What the exercise asks →
Transcribe, word for word and without additions, each line below from the one containing "box: [431, 115, 489, 228]" through the one containing "positive clicks: (479, 172)", both ends included.

Exercise data →
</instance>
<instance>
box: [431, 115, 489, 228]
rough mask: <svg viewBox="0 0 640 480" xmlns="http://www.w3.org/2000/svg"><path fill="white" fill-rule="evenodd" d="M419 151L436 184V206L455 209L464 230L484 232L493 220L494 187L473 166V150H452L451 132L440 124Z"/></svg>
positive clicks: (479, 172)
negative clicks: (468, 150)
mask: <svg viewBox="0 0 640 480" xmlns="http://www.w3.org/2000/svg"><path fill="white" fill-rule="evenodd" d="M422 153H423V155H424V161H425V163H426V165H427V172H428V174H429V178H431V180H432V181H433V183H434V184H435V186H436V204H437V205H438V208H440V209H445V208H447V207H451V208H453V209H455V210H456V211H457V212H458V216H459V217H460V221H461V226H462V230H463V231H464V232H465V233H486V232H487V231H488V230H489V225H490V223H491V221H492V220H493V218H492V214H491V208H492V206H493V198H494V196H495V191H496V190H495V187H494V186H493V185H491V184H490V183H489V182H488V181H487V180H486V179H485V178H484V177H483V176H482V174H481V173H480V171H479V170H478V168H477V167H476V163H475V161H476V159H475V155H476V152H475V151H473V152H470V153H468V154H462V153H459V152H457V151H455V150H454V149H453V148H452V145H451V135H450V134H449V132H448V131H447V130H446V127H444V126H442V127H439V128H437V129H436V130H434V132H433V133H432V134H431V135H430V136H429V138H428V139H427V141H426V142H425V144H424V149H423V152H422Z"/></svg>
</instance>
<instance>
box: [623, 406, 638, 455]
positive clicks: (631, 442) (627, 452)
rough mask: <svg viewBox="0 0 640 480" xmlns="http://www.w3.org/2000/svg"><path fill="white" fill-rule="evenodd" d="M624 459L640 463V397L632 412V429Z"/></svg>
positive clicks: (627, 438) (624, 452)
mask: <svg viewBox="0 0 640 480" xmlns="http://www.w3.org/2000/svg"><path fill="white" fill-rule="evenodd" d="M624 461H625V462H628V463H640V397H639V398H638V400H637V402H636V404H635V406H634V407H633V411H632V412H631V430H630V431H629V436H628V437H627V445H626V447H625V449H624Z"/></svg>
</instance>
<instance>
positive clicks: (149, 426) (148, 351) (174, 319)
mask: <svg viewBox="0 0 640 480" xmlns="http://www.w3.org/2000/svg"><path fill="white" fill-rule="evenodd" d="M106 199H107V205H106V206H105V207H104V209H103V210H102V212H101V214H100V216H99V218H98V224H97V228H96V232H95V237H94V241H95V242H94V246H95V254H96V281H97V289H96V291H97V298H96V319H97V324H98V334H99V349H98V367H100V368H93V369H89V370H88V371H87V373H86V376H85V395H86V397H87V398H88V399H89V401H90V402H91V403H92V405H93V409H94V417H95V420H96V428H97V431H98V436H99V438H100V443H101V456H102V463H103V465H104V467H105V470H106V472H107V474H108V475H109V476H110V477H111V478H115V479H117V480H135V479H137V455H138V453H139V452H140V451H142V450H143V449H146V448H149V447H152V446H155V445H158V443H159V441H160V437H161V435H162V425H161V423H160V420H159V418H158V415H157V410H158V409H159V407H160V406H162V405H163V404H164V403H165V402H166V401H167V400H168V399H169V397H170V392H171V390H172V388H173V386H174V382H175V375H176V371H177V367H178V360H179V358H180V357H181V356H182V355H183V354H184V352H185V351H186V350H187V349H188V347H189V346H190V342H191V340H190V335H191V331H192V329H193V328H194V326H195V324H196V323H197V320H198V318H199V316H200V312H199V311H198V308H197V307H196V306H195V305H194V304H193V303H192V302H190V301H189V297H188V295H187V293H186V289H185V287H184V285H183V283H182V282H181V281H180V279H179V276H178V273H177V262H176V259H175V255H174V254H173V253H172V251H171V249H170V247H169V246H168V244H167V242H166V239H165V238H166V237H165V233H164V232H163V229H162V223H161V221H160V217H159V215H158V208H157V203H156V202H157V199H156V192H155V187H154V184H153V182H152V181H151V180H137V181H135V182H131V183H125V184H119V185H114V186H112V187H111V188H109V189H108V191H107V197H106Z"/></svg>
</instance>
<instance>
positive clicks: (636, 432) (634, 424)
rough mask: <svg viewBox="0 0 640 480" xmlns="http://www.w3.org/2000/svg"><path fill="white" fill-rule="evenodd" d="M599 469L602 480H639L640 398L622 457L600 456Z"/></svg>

* * *

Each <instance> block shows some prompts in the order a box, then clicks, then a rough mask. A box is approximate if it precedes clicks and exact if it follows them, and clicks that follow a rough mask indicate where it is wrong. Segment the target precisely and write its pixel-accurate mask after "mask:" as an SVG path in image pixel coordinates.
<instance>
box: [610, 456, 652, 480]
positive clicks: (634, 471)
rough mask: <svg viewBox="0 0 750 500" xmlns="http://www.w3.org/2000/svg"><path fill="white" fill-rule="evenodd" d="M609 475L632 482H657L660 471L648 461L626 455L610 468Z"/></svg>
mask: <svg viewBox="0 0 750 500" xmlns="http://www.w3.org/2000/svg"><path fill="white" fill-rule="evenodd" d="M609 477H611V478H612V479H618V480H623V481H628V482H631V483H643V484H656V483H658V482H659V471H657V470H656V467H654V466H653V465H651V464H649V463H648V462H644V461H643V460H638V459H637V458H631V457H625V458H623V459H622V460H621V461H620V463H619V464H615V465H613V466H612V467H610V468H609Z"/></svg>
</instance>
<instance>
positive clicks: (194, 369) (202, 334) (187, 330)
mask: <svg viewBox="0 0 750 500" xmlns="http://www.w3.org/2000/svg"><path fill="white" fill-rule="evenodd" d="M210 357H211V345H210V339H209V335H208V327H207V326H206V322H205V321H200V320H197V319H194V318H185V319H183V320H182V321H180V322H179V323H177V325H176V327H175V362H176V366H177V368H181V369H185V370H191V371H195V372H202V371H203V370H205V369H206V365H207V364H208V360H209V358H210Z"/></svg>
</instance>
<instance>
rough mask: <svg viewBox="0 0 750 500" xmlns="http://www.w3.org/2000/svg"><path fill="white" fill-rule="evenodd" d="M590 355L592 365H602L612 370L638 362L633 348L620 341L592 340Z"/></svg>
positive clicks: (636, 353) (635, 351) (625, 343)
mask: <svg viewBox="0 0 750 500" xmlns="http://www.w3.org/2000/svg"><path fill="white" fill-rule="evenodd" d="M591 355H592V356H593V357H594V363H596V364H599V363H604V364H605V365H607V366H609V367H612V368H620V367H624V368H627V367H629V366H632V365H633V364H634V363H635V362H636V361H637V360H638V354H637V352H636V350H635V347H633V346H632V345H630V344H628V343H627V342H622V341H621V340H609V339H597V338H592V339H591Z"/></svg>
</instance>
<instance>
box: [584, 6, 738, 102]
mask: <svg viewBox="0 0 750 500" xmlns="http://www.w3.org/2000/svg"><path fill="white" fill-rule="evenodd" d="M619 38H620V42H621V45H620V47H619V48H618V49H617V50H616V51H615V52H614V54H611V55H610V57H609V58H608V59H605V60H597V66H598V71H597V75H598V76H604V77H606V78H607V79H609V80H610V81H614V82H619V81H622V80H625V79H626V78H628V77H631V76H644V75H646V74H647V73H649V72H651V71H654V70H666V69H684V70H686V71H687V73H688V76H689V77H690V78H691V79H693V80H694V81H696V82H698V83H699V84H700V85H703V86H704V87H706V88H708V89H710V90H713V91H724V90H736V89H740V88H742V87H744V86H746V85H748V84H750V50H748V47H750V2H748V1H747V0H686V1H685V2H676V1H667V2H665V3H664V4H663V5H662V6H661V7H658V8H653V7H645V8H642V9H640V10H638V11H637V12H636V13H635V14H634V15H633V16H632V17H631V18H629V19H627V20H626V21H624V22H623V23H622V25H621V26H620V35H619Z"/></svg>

Result of this task →
box: [431, 115, 489, 228]
rough mask: <svg viewBox="0 0 640 480" xmlns="http://www.w3.org/2000/svg"><path fill="white" fill-rule="evenodd" d="M419 151L436 184V206L455 209L464 230L484 232L493 220L494 187L473 166V150H452L451 132L440 124Z"/></svg>
positive clicks: (479, 172)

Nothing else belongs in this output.